▸ **Information shown**:
╔══

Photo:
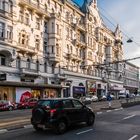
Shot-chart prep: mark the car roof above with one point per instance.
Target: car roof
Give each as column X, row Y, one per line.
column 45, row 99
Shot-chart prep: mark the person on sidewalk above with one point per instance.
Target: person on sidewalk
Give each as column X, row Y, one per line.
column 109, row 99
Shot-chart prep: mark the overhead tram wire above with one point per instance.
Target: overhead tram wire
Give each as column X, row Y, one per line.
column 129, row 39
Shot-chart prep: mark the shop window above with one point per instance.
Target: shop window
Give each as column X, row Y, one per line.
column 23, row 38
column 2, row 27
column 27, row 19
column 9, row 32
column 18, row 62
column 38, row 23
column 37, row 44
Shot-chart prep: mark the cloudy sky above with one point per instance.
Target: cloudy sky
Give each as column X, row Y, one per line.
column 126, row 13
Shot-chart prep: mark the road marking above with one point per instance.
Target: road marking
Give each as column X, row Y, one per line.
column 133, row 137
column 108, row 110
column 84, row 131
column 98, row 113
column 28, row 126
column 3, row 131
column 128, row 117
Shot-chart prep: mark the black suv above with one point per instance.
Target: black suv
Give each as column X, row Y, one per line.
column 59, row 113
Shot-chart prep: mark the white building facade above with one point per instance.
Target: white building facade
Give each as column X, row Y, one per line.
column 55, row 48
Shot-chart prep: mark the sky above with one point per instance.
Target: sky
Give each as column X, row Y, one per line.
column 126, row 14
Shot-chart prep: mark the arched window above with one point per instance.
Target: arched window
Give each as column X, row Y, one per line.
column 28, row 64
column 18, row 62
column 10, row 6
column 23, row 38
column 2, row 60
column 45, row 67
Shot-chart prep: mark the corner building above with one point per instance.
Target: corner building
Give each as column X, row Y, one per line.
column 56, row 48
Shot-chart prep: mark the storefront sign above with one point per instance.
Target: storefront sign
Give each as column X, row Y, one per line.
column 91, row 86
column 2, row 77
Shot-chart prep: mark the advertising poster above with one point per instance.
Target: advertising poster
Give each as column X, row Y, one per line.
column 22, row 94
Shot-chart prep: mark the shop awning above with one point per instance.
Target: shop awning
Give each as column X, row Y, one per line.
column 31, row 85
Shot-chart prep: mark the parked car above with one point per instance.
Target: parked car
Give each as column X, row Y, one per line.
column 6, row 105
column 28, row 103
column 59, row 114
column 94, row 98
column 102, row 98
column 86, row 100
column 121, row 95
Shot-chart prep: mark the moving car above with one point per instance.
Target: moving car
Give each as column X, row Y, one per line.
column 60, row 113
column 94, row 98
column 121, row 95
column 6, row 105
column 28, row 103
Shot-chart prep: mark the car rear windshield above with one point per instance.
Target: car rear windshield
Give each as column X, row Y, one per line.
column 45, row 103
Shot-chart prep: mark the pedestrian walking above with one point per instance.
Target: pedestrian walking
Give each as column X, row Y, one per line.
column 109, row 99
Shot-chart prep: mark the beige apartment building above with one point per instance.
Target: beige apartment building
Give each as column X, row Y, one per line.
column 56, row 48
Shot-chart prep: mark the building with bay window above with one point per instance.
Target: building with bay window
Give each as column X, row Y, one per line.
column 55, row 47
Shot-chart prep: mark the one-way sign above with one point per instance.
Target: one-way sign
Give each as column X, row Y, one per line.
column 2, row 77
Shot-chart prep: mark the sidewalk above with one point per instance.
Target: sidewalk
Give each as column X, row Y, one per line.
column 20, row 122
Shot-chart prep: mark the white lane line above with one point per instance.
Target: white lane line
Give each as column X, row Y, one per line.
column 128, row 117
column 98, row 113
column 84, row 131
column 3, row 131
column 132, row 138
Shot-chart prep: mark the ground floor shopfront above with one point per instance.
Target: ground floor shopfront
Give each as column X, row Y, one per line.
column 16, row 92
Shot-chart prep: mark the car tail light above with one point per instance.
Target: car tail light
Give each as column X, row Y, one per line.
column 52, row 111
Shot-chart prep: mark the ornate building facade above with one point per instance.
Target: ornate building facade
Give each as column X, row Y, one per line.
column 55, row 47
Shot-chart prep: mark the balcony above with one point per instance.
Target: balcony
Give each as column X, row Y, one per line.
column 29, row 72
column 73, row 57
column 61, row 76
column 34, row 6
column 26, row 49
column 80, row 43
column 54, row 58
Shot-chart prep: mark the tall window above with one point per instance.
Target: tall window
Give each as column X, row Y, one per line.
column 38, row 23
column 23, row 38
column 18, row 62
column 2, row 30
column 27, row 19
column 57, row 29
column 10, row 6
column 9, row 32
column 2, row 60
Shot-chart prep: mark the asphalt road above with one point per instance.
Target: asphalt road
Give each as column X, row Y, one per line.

╚══

▸ **What the task requires**:
Write every line of the entries above as a JSON list of strings, one string per line, skipping blank lines and omitting the pictures.

▸ **Worked answer**:
[
  "Photo:",
  "Shot-chart prep: mark the car roof above with one point per instance.",
  "Target: car roof",
  "Give each as column X, row Y, one per line.",
  "column 45, row 99",
  "Shot-chart prep: mark the person on sidewalk above with one point per instance.",
  "Target: person on sidewalk",
  "Give each as column X, row Y, one per line.",
  "column 109, row 99",
  "Shot-chart prep: mark the overhead tram wire above with one point per instance.",
  "Target: overhead tram wire",
  "Give each as column X, row Y, one per line.",
  "column 129, row 39",
  "Shot-chart prep: mark the shop window above with one point per instance.",
  "Target: shop window",
  "Give each as column X, row Y, one per line.",
  "column 23, row 38",
  "column 2, row 27",
  "column 27, row 19",
  "column 9, row 32",
  "column 18, row 62",
  "column 38, row 23",
  "column 37, row 44",
  "Shot-chart prep: mark the cloudy sky above with one point per instance.",
  "Target: cloudy sky",
  "Give each as column X, row Y, one per line.",
  "column 126, row 13",
  "Shot-chart prep: mark the road marking above with one point per instance.",
  "Target: road marking",
  "Give each as column X, row Y, one per line.",
  "column 133, row 137",
  "column 108, row 110",
  "column 84, row 131",
  "column 98, row 113",
  "column 28, row 126",
  "column 3, row 131",
  "column 128, row 117",
  "Shot-chart prep: mark the black suv above with one point per instance.",
  "Target: black suv",
  "Give each as column X, row Y, one per line.",
  "column 59, row 113",
  "Shot-chart prep: mark the white building facade above with one point per instance.",
  "Target: white building facade",
  "Give each as column X, row Y, one per line.",
  "column 55, row 48",
  "Shot-chart prep: mark the sky above with one point per instance.",
  "Target: sky",
  "Give each as column X, row Y, one per line.",
  "column 126, row 14",
  "Shot-chart prep: mark the arched window above with one point per instance.",
  "Target: arched window",
  "Give each as column X, row Y, one per line.",
  "column 28, row 64",
  "column 18, row 62",
  "column 10, row 6",
  "column 23, row 38",
  "column 2, row 60",
  "column 45, row 67",
  "Shot-chart prep: mark the corner building above with one point per instance.",
  "Target: corner building",
  "Give each as column X, row Y, one per line.",
  "column 56, row 48",
  "Shot-chart prep: mark the storefront sign above with one point per instance.",
  "Target: storefront sign",
  "Give each as column X, row Y, one per line.",
  "column 91, row 86",
  "column 2, row 77",
  "Shot-chart prep: mark the advertising poster above with one point per instance.",
  "Target: advertising poster",
  "Give each as column X, row Y, one per line.",
  "column 22, row 94",
  "Shot-chart prep: mark the shop awning above with one point per instance.",
  "Target: shop awning",
  "Give each as column X, row Y, one per line.",
  "column 31, row 85",
  "Shot-chart prep: mark the parked car above with one point per instance.",
  "Target: parked car",
  "Give each as column X, row Y, one per line.",
  "column 6, row 105",
  "column 28, row 103",
  "column 59, row 114",
  "column 94, row 98",
  "column 102, row 98",
  "column 86, row 100",
  "column 121, row 95",
  "Shot-chart prep: mark the moving car above with one point per instance.",
  "Target: moving car",
  "Give each as column X, row Y, one per line.",
  "column 60, row 113",
  "column 94, row 98",
  "column 121, row 95",
  "column 6, row 105",
  "column 28, row 103",
  "Shot-chart prep: mark the car rear windshield above with one point per instance.",
  "Target: car rear windshield",
  "Give each as column X, row Y, one per line.",
  "column 45, row 103",
  "Shot-chart prep: mark the pedestrian walking above with one point per instance.",
  "Target: pedestrian walking",
  "Give each as column X, row Y, one per line.",
  "column 109, row 99",
  "Shot-chart prep: mark the beige apartment building above with one point per instance.",
  "Target: beige apartment building",
  "Give each as column X, row Y, one per line.",
  "column 56, row 48",
  "Shot-chart prep: mark the building with bay window above with one point per instance.",
  "Target: building with bay window",
  "Give each as column X, row Y, one per line.",
  "column 55, row 47",
  "Shot-chart prep: mark the one-way sign above with one point per instance.",
  "Target: one-way sign",
  "Give each as column X, row Y, one per line.",
  "column 2, row 77",
  "Shot-chart prep: mark the sidewalk above with one point per instance.",
  "Target: sidewalk",
  "Give each as column X, row Y, one per line.",
  "column 20, row 122",
  "Shot-chart prep: mark the white lane line above with one point per instance.",
  "Target: white lane line",
  "Give each as column X, row Y, one per line.",
  "column 128, row 117",
  "column 98, row 113",
  "column 84, row 131",
  "column 3, row 131",
  "column 132, row 138",
  "Shot-chart prep: mark the ground floor shopfront above with one point per instance.",
  "Target: ground floor shopfront",
  "Give each as column X, row Y, one per line.",
  "column 16, row 92",
  "Shot-chart prep: mark the car tail light above with one point per instance.",
  "Target: car tail light",
  "Give each as column X, row Y, one per line.",
  "column 52, row 111",
  "Shot-chart prep: mark the ornate building facade above with one point per instance.",
  "Target: ornate building facade",
  "Give each as column X, row Y, one per line.",
  "column 55, row 47",
  "Shot-chart prep: mark the balcony above with one point per instance.",
  "Target: balcony",
  "Give each as column X, row Y, one per line.",
  "column 29, row 72",
  "column 73, row 57",
  "column 61, row 76",
  "column 34, row 6",
  "column 26, row 49",
  "column 80, row 43",
  "column 54, row 58",
  "Shot-chart prep: mark the tall window above with one point per instance.",
  "Target: tall window",
  "Give each as column X, row Y, one per line.",
  "column 38, row 23",
  "column 23, row 38",
  "column 18, row 62",
  "column 2, row 30",
  "column 27, row 19",
  "column 57, row 29",
  "column 10, row 6",
  "column 9, row 32",
  "column 2, row 60",
  "Shot-chart prep: mark the asphalt road above with one point per instance.",
  "Target: asphalt road",
  "Give each as column X, row Y, one per line."
]